Part of a data file:
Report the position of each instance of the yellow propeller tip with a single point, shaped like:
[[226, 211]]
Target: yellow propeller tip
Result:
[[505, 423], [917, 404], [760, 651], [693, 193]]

» WRITTEN TASK
Put every line of the entries above into a JSON list of strings, one string per line, leaving out any blank lines.

» ANSWER TO THE TASK
[
  "Report the position of each instance of the yellow propeller tip with a single point, shaped like:",
  "[[226, 211]]",
  "Target: yellow propeller tip",
  "Result:",
  "[[505, 423], [917, 404], [760, 651], [693, 193]]"
]